Instructions for the task | Reproduce everything in the passage on the West, Texas fertilizer plant explosion from "How many other small" down to "allowed around them).".

Passage for review |
######

By now, you've heard of the disaster in West, Texas -- where a fertilizer plant blew up, killing more than a dozen people (many of them first responders) and injuring nearly 200 people. But as we learn more about that situation, it becomes apparent that this was a disaster just waiting to happen.
The plant was storing about 270 tons of ammonium nitrate fertilizer. To put that in perspective, the federal building in Oklahoma City was blown up using this same type of fertilizer -- but the bomb in Oklahoma City only used about 40 of the 50lb bags of ammonium nitrate, or about one ton. It's no wonder that the explosion in West created a mushroom cloud, since it had the potential of being 270 times as large as the Oklahoma City blast.
The sad part was all of the building that had happened near this dangerous plant. Note on the map above, that there was a park, a retirement home, a middle school, a high school, and many individual family homes very close to the fertilizer plant. I would like to believe that the city leaders in West had no idea just how dangerous the plant was, and how much of the explosive ammonium nitrate was being stored at the plant -- because if they did know, then it was inexcusable to allow this much construction near the plant.
How many other small cities in this country are in the same shape? How many others, many of them so small they don't even have zoning commissions, are allowing construction near fertilizer, chemical, and other dangerous manufacturing facilities? These plants provide many needed good-paying jobs for the residents of these small communities, but it is time to rethink where these plants are allowed to locate (and what kind of construction is allowed around them).

######

Data for review |

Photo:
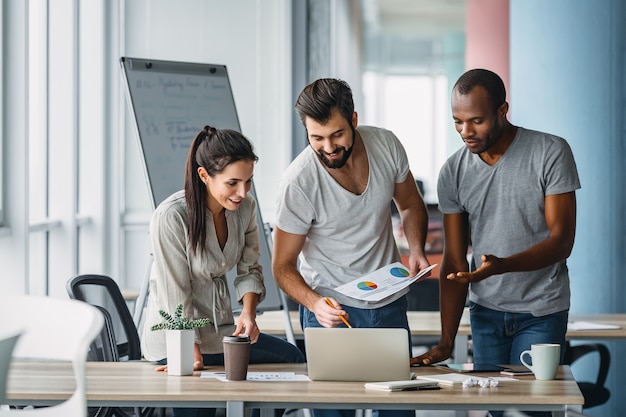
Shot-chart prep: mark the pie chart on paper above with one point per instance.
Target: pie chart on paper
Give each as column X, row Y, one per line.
column 399, row 272
column 366, row 285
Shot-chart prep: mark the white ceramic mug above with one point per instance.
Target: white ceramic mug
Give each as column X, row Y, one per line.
column 545, row 359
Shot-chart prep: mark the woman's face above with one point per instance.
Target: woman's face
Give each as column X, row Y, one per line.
column 227, row 189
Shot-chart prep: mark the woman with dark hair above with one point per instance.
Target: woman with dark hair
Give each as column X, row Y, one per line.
column 199, row 234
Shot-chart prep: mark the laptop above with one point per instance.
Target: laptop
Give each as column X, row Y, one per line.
column 357, row 354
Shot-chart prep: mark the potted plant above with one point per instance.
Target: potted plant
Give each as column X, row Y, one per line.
column 179, row 337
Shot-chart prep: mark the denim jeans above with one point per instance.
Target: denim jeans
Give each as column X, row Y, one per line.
column 392, row 315
column 500, row 337
column 267, row 349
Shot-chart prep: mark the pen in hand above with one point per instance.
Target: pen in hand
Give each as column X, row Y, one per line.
column 340, row 316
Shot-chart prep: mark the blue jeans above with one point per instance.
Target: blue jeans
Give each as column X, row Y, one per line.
column 500, row 337
column 267, row 349
column 392, row 315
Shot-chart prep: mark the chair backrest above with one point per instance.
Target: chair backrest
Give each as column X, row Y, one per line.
column 7, row 343
column 595, row 392
column 53, row 329
column 103, row 348
column 103, row 291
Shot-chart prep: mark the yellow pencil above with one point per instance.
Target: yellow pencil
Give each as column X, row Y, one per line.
column 341, row 317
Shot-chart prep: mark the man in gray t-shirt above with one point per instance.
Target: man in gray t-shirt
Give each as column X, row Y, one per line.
column 510, row 193
column 334, row 214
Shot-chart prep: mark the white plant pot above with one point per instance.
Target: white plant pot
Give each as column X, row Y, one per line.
column 179, row 351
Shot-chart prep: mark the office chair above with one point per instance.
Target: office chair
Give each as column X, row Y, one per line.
column 123, row 339
column 423, row 295
column 7, row 344
column 103, row 291
column 53, row 329
column 595, row 393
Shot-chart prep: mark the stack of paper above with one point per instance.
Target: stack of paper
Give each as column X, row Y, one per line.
column 402, row 385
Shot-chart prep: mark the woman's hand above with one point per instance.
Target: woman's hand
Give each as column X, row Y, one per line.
column 246, row 326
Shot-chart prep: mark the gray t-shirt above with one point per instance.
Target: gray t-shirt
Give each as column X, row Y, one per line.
column 506, row 204
column 347, row 235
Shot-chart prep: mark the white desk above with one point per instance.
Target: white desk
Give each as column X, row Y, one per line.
column 124, row 384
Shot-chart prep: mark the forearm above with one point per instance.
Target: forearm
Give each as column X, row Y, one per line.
column 292, row 283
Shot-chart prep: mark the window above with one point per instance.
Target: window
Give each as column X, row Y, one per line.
column 415, row 108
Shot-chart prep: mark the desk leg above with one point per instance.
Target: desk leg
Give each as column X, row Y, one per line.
column 460, row 348
column 235, row 409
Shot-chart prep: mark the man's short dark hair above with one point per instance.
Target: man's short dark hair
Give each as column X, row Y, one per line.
column 318, row 100
column 486, row 79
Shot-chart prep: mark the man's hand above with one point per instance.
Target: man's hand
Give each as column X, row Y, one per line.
column 328, row 316
column 491, row 265
column 436, row 354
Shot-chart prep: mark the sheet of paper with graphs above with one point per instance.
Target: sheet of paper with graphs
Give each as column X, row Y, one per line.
column 381, row 283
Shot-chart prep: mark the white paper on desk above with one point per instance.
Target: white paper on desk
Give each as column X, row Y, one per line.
column 260, row 376
column 587, row 325
column 381, row 283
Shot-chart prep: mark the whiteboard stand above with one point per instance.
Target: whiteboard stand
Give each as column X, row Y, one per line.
column 142, row 298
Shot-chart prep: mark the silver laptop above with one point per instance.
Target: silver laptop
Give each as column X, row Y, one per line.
column 357, row 354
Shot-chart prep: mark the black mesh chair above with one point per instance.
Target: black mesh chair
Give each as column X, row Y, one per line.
column 123, row 340
column 423, row 295
column 595, row 393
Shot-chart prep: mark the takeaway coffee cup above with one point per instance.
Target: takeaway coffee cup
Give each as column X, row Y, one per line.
column 545, row 359
column 236, row 355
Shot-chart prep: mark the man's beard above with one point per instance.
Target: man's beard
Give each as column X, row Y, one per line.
column 338, row 163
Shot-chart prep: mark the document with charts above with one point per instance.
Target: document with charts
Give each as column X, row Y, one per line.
column 381, row 283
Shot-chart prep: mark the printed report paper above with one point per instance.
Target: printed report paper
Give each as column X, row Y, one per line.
column 381, row 283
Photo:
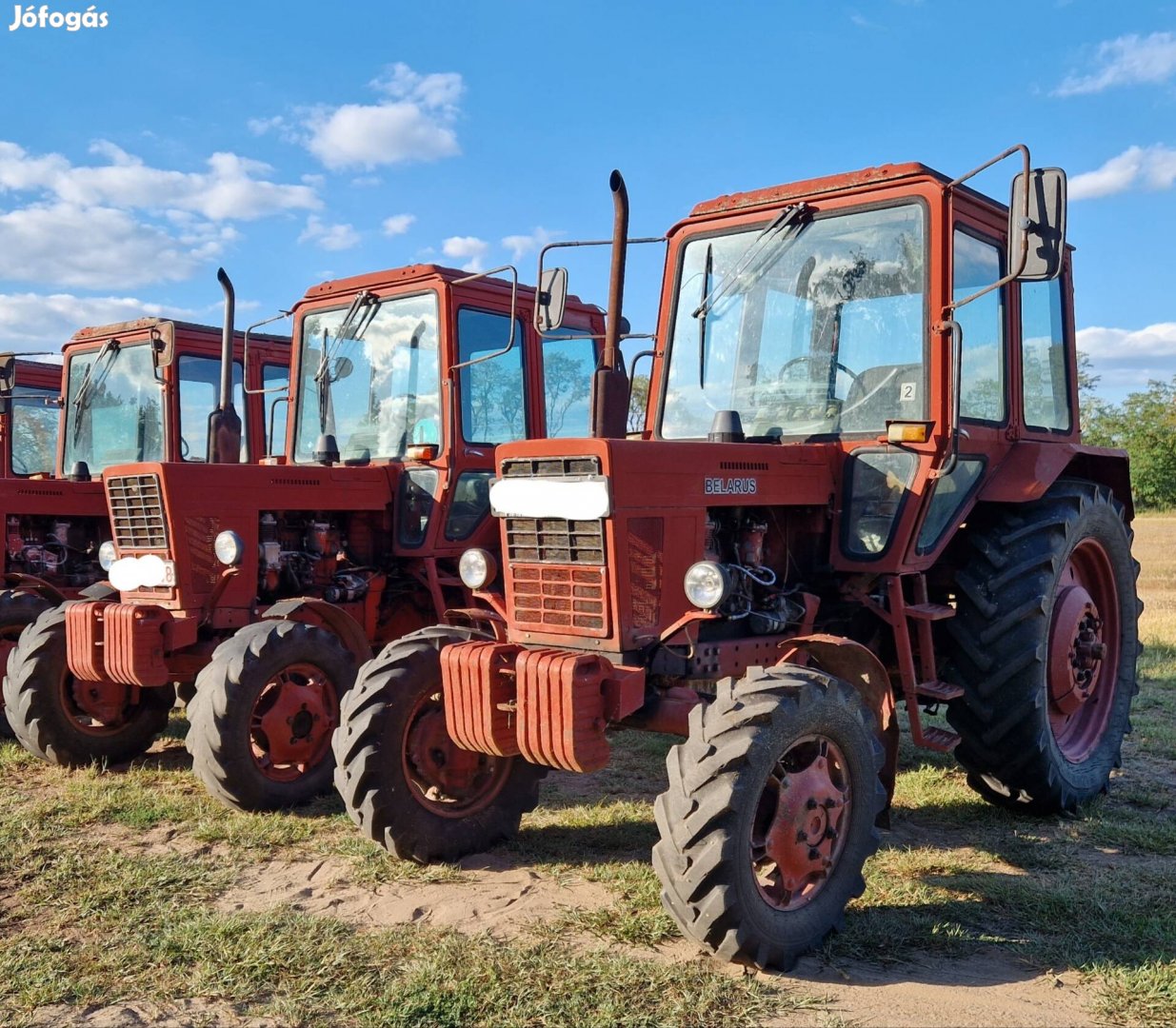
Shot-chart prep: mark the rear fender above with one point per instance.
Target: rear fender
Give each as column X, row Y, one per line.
column 854, row 663
column 310, row 610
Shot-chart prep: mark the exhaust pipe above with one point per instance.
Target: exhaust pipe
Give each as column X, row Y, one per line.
column 224, row 423
column 610, row 384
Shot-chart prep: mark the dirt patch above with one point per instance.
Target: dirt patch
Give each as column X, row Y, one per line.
column 490, row 897
column 987, row 988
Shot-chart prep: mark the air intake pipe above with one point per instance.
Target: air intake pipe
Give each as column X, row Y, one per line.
column 225, row 424
column 610, row 384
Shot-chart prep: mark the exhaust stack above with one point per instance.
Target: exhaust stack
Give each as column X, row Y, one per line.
column 610, row 384
column 225, row 424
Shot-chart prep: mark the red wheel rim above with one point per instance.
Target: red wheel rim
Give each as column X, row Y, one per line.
column 291, row 722
column 1084, row 650
column 444, row 778
column 801, row 822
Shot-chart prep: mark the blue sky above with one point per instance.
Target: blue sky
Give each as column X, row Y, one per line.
column 295, row 141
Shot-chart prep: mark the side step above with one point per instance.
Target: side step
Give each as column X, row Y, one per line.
column 929, row 612
column 945, row 740
column 939, row 692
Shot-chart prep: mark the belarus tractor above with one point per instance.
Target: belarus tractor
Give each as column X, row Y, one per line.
column 255, row 592
column 860, row 484
column 134, row 390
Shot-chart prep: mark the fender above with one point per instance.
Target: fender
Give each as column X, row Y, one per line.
column 854, row 663
column 310, row 610
column 14, row 580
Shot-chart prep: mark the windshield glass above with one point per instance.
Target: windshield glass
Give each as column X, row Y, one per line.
column 34, row 430
column 378, row 393
column 826, row 338
column 118, row 417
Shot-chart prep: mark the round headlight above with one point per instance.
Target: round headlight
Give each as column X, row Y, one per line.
column 476, row 567
column 108, row 555
column 229, row 548
column 707, row 583
column 124, row 574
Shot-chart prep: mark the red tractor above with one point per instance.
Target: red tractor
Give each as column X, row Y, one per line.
column 860, row 484
column 134, row 390
column 259, row 589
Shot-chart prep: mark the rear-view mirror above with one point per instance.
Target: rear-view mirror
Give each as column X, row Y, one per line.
column 1046, row 224
column 550, row 300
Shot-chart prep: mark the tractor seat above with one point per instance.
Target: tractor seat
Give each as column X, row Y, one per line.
column 881, row 394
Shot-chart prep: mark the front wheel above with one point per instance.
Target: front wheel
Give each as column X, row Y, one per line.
column 18, row 609
column 769, row 815
column 264, row 712
column 73, row 722
column 404, row 780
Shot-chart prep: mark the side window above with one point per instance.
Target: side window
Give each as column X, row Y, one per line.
column 1046, row 393
column 34, row 432
column 199, row 393
column 491, row 392
column 275, row 377
column 980, row 264
column 469, row 504
column 568, row 365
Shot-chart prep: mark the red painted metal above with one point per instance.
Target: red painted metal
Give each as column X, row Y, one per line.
column 797, row 832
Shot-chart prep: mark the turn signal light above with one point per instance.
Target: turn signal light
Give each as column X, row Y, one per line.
column 908, row 430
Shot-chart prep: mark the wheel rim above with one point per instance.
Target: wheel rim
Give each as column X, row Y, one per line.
column 291, row 722
column 444, row 778
column 1084, row 650
column 801, row 822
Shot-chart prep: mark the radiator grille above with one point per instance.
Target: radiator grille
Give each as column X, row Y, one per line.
column 559, row 599
column 136, row 512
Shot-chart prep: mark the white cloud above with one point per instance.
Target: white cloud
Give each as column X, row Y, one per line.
column 468, row 248
column 329, row 236
column 121, row 223
column 34, row 321
column 398, row 225
column 413, row 121
column 1151, row 168
column 1127, row 359
column 522, row 245
column 1129, row 60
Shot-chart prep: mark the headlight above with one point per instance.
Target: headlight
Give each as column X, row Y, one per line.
column 125, row 574
column 229, row 548
column 707, row 583
column 108, row 555
column 476, row 567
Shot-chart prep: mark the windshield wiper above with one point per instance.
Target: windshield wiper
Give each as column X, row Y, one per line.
column 759, row 257
column 109, row 353
column 353, row 326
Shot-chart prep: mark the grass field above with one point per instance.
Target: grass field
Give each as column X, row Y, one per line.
column 130, row 894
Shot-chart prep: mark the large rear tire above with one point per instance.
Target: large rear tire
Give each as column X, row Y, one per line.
column 1045, row 643
column 19, row 608
column 769, row 815
column 405, row 782
column 264, row 712
column 46, row 704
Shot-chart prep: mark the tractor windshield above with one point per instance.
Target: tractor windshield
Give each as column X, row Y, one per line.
column 370, row 379
column 114, row 409
column 826, row 339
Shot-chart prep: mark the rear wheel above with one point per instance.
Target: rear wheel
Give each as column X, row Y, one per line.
column 404, row 780
column 264, row 712
column 18, row 610
column 73, row 722
column 1045, row 642
column 769, row 815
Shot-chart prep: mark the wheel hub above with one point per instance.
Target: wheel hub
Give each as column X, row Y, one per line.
column 294, row 718
column 800, row 823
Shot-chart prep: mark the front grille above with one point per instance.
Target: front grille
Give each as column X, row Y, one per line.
column 555, row 540
column 136, row 512
column 559, row 599
column 550, row 467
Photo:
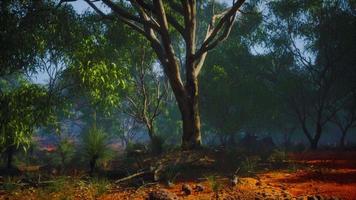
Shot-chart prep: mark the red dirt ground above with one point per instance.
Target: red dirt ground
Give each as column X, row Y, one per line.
column 327, row 173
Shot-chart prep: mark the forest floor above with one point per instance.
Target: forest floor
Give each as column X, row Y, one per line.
column 310, row 175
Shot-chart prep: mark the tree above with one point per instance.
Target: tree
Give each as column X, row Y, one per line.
column 235, row 96
column 147, row 95
column 24, row 107
column 95, row 146
column 311, row 73
column 156, row 21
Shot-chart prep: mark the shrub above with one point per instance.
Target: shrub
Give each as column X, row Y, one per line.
column 65, row 151
column 156, row 145
column 95, row 146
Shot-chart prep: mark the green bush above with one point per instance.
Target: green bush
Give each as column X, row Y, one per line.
column 66, row 152
column 95, row 147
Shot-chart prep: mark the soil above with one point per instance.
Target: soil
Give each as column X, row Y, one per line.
column 318, row 175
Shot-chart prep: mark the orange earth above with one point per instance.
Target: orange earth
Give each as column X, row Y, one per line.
column 323, row 175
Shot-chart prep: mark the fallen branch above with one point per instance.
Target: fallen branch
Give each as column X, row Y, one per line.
column 133, row 176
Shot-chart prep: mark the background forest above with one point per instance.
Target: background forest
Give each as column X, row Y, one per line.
column 90, row 91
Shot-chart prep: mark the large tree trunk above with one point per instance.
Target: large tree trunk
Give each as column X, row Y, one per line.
column 314, row 142
column 342, row 140
column 156, row 141
column 189, row 109
column 10, row 154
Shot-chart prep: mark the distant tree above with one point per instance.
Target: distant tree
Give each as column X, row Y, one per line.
column 345, row 118
column 24, row 107
column 95, row 147
column 311, row 75
column 147, row 95
column 156, row 21
column 235, row 95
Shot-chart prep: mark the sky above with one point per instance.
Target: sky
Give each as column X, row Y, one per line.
column 80, row 6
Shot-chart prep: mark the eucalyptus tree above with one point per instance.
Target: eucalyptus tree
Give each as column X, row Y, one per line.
column 24, row 107
column 148, row 91
column 311, row 40
column 157, row 20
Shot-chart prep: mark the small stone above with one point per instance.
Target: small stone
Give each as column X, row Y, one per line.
column 311, row 198
column 162, row 195
column 199, row 188
column 186, row 189
column 170, row 184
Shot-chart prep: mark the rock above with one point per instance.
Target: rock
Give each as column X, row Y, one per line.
column 170, row 184
column 319, row 197
column 186, row 189
column 234, row 180
column 162, row 195
column 199, row 188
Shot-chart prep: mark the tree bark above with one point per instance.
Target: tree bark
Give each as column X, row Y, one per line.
column 189, row 109
column 342, row 140
column 10, row 155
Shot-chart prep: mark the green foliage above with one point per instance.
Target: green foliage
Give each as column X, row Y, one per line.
column 95, row 147
column 249, row 164
column 66, row 151
column 23, row 108
column 215, row 185
column 10, row 184
column 100, row 185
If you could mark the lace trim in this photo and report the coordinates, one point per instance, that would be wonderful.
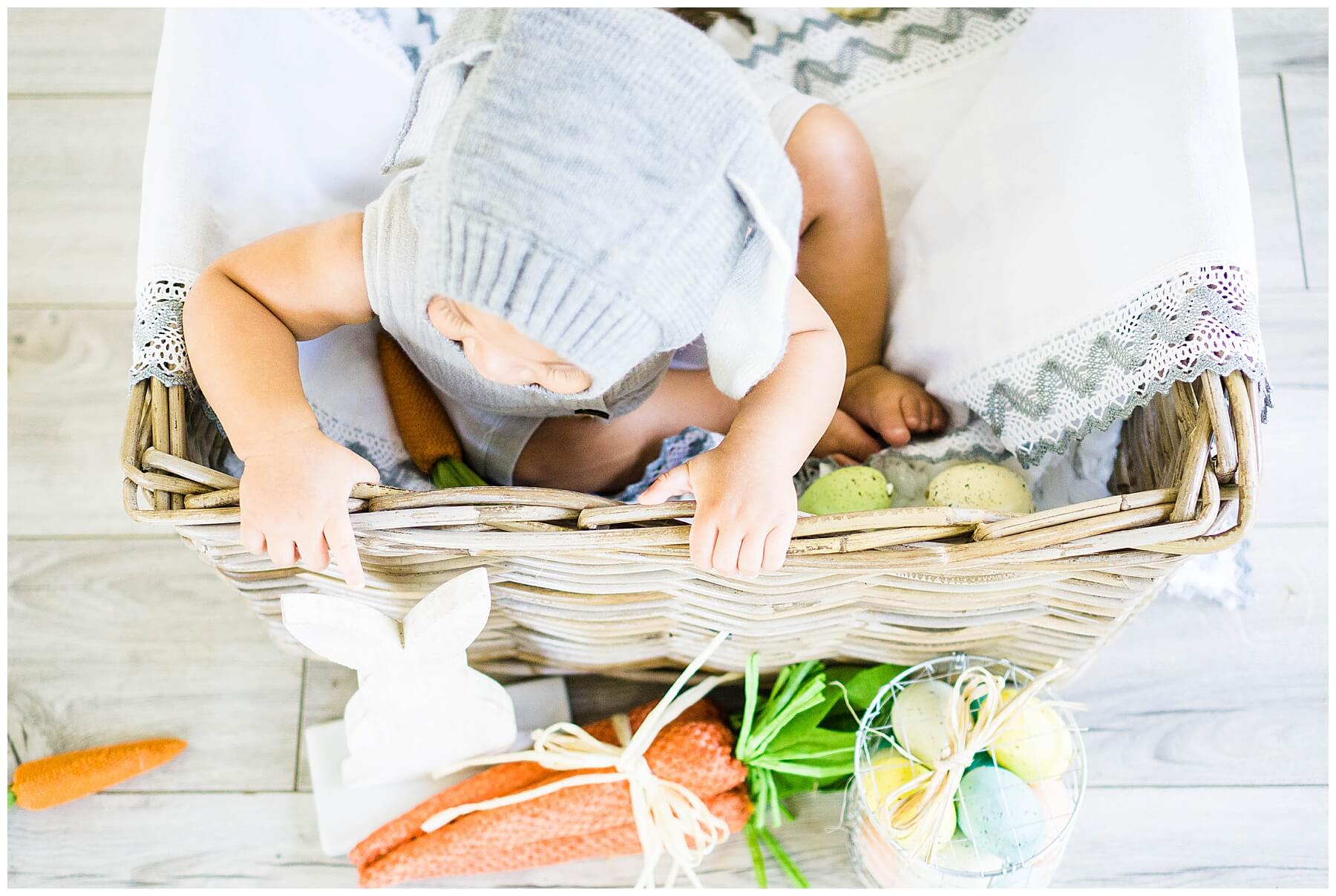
(160, 342)
(1204, 317)
(835, 58)
(385, 451)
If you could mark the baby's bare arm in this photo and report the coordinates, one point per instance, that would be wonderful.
(746, 505)
(242, 321)
(249, 309)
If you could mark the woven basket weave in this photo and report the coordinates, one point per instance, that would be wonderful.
(583, 583)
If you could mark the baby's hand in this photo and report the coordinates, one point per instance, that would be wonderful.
(746, 509)
(294, 503)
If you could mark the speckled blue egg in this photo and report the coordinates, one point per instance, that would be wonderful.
(1000, 814)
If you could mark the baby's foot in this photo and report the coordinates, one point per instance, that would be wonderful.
(891, 405)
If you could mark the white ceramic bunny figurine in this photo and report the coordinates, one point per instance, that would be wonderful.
(419, 705)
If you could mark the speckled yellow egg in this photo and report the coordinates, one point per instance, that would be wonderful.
(848, 491)
(920, 719)
(888, 774)
(1035, 744)
(983, 486)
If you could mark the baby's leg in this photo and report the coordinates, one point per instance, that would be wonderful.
(589, 454)
(842, 261)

######

Response for this exercise |
How many other small cities in this country are in the same shape? How many others, many of them so small they don't even have zoning commissions, are allowing construction near fertilizer, chemical, and other dangerous manufacturing facilities? These plants provide many needed good-paying jobs for the residents of these small communities, but it is time to rethink where these plants are allowed to locate (and what kind of construction is allowed around them).